Update the data below by replacing every "fuselage" with "wing" and leaving everything else unchanged. Omit the pictures from your answer.
--- Begin Records for the exercise ---
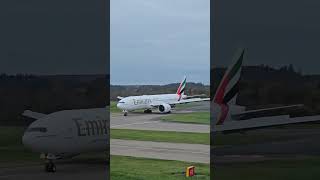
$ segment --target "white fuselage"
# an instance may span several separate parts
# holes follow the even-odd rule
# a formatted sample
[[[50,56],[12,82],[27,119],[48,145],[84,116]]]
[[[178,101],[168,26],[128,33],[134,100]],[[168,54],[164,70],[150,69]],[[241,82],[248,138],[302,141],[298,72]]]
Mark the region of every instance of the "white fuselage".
--- End Records for the exercise ---
[Completed task]:
$ segment --target "white wing"
# an instance may span several separate parts
# holes follow the even-odd rule
# a formatted sample
[[[50,56],[12,82],[27,119],[48,145],[84,116]]]
[[[178,101],[168,26],[128,33],[134,100]],[[168,54],[164,70],[150,69]],[[241,82],[248,138],[302,141],[298,72]]]
Mark the region of every instance of the "white wing".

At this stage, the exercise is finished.